▶ _INPUT DATA_
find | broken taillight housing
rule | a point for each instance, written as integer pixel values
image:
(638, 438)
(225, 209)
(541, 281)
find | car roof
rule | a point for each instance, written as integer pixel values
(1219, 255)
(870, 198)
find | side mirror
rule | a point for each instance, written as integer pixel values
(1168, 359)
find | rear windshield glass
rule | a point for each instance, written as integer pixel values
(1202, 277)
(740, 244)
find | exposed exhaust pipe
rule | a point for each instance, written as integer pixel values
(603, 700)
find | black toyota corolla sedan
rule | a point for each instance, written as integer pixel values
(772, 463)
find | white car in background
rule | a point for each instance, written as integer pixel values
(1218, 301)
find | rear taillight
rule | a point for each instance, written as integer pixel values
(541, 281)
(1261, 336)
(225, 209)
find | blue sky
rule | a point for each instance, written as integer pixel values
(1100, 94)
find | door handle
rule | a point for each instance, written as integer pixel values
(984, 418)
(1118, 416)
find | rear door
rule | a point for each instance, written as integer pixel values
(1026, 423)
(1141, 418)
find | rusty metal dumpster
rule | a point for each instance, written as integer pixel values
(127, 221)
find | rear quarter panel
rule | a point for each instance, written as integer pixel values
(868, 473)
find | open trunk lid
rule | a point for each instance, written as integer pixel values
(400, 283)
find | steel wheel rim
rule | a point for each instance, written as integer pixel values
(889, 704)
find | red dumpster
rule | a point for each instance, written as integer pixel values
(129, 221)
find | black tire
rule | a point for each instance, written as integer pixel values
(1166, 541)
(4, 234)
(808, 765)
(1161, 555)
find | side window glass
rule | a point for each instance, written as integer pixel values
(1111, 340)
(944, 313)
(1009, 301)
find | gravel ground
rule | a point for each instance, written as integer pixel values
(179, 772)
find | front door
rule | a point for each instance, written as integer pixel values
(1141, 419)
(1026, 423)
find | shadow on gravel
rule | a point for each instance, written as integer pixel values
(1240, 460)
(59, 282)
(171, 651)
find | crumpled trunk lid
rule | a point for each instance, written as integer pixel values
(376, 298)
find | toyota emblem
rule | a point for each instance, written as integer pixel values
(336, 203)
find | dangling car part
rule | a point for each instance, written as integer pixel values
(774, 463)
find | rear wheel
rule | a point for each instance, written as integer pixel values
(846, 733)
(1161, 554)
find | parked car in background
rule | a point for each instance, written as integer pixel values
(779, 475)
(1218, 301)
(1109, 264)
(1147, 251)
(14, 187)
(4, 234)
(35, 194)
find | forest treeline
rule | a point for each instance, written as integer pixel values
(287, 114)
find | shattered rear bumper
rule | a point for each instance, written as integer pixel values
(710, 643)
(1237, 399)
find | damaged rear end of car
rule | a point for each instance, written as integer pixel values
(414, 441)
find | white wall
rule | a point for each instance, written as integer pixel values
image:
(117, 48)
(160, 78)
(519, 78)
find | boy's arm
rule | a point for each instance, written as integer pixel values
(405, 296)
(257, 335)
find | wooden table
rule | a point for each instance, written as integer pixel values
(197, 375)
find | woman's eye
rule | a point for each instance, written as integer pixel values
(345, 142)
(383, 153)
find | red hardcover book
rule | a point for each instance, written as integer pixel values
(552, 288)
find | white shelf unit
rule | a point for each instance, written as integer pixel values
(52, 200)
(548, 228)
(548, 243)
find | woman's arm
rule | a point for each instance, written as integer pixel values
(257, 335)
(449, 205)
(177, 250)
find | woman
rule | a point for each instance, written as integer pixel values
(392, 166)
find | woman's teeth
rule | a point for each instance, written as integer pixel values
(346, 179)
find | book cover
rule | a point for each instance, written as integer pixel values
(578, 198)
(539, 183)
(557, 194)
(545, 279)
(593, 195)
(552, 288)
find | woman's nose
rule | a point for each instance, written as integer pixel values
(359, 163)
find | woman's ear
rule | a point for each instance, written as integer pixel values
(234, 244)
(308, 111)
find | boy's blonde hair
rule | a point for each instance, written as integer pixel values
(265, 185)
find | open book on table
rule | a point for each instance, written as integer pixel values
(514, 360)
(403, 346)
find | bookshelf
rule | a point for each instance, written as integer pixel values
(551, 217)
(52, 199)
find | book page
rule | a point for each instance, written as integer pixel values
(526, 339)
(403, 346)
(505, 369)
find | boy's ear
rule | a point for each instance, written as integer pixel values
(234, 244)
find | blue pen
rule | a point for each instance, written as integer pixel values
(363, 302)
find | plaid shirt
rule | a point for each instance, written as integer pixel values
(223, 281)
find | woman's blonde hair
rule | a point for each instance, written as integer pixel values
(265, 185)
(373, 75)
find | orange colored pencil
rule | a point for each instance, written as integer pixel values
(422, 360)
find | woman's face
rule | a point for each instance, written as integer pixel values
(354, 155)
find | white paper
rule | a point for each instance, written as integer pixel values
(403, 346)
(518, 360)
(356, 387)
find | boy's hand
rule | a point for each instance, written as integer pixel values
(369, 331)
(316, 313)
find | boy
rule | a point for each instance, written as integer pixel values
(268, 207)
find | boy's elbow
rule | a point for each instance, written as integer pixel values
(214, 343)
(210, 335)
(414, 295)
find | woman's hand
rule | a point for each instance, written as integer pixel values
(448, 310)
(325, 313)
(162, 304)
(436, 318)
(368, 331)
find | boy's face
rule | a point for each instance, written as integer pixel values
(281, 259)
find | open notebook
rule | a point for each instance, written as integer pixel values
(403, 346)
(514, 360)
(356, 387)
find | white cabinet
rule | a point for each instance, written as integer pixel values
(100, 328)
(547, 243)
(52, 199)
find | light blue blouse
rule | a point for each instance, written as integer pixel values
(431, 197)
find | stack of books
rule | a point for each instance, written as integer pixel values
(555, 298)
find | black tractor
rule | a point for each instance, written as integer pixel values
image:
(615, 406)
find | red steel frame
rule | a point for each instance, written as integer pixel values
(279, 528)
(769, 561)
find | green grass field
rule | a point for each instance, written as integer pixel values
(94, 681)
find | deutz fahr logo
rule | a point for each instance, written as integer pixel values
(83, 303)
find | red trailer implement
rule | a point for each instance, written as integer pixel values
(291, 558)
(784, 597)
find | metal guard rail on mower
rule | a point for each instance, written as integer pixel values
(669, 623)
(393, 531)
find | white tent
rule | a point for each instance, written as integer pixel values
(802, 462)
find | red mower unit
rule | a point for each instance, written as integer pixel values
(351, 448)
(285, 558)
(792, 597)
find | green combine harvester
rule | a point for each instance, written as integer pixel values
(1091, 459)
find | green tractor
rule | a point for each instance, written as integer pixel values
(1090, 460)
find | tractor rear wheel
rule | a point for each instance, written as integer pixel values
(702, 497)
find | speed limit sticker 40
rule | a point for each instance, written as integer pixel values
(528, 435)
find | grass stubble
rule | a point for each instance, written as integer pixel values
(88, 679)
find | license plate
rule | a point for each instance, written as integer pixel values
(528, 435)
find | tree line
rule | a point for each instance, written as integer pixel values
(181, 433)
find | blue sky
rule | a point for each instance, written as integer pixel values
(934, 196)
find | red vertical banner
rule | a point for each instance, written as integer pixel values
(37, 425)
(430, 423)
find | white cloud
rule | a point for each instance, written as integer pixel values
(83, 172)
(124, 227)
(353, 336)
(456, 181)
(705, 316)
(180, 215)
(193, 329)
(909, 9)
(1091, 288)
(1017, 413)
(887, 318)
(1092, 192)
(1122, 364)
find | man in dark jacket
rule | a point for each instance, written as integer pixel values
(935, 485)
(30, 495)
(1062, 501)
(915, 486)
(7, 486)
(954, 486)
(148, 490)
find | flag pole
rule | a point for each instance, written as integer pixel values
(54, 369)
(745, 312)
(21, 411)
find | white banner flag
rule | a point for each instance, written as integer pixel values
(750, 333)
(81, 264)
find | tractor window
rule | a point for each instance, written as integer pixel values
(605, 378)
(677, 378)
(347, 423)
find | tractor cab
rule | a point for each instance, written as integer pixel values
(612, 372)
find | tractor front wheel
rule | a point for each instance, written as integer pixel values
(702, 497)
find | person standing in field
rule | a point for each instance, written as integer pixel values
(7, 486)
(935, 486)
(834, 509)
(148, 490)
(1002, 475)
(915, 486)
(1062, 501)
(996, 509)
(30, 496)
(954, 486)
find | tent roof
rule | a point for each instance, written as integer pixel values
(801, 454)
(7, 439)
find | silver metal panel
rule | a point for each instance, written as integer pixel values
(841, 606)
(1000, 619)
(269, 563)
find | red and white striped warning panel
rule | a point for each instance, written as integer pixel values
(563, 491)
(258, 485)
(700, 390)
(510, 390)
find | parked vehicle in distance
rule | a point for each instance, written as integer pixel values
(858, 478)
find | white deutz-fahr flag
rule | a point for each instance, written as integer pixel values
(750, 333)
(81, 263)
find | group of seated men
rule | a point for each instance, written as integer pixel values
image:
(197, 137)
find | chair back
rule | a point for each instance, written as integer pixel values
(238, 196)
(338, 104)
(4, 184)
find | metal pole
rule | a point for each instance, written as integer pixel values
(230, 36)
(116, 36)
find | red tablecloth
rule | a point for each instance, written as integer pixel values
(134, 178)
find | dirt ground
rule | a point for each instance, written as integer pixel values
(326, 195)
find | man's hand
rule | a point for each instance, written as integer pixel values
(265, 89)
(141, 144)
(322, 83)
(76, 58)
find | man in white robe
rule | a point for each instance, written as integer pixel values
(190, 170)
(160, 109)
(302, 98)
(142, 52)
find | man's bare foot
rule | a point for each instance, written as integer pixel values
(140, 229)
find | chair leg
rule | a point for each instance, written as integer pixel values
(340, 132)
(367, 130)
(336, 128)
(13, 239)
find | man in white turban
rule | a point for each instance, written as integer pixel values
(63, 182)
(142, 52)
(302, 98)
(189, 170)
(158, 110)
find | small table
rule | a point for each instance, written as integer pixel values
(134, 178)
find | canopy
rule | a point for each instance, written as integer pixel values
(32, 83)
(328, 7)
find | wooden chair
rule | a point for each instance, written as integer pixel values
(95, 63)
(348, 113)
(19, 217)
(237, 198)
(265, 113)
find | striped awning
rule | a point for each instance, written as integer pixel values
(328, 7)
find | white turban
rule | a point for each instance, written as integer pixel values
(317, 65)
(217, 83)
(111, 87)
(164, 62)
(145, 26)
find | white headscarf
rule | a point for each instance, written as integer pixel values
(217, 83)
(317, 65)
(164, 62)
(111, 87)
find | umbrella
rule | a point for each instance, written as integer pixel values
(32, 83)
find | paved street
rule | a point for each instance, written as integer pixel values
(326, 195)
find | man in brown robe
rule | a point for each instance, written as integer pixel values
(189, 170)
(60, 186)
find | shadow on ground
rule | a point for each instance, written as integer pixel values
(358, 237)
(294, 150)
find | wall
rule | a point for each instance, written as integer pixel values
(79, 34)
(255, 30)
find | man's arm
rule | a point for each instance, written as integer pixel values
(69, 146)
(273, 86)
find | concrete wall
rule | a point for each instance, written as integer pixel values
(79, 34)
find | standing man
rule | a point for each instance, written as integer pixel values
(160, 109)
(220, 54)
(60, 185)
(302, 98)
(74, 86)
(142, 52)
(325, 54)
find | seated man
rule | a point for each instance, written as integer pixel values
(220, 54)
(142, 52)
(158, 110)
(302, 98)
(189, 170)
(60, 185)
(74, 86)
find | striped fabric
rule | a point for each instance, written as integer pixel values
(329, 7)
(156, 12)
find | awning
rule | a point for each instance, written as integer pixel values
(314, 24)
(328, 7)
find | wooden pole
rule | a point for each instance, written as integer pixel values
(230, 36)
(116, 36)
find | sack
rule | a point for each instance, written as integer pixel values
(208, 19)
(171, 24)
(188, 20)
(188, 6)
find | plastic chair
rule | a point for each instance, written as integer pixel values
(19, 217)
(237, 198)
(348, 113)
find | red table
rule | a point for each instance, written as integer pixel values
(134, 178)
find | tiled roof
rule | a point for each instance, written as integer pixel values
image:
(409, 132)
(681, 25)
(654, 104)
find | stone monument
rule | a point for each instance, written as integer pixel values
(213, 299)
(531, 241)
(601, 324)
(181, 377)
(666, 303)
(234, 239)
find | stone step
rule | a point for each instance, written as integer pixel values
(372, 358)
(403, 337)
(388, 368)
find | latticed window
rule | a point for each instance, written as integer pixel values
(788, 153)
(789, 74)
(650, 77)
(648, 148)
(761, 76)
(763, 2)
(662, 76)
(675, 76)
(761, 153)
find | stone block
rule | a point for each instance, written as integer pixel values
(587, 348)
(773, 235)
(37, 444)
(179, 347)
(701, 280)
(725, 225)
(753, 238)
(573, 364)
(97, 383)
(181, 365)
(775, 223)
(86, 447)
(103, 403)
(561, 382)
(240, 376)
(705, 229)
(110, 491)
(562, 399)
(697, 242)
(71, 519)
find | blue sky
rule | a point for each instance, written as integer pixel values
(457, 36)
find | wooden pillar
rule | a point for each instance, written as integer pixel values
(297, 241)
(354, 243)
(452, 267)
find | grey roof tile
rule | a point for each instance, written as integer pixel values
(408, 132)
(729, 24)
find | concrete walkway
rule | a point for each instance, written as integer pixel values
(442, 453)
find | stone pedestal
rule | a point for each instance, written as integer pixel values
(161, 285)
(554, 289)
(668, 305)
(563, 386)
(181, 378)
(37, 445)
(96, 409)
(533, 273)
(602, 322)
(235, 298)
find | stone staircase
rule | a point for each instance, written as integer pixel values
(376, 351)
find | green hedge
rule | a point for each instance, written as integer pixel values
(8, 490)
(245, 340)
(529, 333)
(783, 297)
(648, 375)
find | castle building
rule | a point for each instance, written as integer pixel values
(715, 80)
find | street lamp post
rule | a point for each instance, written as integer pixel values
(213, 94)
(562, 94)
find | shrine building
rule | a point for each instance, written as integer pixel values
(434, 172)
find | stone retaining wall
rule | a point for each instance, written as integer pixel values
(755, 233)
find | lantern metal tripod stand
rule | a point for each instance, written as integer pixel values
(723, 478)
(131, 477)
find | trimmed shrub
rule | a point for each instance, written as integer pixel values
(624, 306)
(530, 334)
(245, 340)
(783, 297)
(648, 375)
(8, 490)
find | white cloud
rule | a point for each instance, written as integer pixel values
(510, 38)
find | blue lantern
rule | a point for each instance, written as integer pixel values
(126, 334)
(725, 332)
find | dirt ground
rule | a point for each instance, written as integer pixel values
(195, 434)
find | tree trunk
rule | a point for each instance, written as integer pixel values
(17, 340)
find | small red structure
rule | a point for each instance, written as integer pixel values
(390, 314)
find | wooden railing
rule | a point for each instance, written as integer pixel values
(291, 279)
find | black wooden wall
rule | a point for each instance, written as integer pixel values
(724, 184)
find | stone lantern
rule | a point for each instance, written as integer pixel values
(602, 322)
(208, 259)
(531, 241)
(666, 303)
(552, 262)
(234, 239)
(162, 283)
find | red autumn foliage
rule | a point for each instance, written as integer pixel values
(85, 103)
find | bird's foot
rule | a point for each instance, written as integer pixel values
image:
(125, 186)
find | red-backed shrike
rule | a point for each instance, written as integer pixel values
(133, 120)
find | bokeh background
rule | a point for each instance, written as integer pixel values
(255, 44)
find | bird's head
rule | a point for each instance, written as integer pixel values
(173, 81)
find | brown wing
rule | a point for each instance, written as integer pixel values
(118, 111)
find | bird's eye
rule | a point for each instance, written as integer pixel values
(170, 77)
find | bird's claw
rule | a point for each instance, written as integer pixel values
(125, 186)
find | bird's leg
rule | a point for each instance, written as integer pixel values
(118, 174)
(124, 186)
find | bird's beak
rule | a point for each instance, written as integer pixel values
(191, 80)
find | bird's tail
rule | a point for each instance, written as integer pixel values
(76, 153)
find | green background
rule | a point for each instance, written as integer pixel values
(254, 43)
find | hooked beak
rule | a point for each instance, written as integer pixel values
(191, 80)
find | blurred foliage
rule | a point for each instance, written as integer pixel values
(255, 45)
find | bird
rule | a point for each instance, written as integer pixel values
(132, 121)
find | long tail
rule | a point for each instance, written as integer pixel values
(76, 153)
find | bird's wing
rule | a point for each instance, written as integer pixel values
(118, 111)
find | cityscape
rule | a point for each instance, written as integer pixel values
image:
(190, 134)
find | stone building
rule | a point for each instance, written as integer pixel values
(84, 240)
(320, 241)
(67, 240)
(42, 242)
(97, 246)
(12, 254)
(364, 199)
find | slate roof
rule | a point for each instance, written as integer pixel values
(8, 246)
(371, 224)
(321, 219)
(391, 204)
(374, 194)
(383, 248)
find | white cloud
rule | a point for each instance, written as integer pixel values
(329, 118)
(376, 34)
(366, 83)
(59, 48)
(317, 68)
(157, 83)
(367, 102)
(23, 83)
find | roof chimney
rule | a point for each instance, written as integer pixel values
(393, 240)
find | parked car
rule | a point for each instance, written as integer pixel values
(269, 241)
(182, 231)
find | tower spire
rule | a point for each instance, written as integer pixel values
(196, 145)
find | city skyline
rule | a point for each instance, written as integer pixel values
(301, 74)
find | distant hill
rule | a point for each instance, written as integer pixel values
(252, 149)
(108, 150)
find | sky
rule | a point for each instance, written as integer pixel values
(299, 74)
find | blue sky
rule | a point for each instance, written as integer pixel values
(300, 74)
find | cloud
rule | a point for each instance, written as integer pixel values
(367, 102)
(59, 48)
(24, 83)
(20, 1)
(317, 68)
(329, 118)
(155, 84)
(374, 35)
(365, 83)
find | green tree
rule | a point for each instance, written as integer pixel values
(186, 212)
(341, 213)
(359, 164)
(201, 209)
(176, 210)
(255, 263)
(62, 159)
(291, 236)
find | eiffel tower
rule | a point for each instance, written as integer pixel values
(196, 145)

▶ _ACTIVITY_
State how many lines of the listing include "wooden", and nothing more.

▶ _YOUR SOLUTION_
6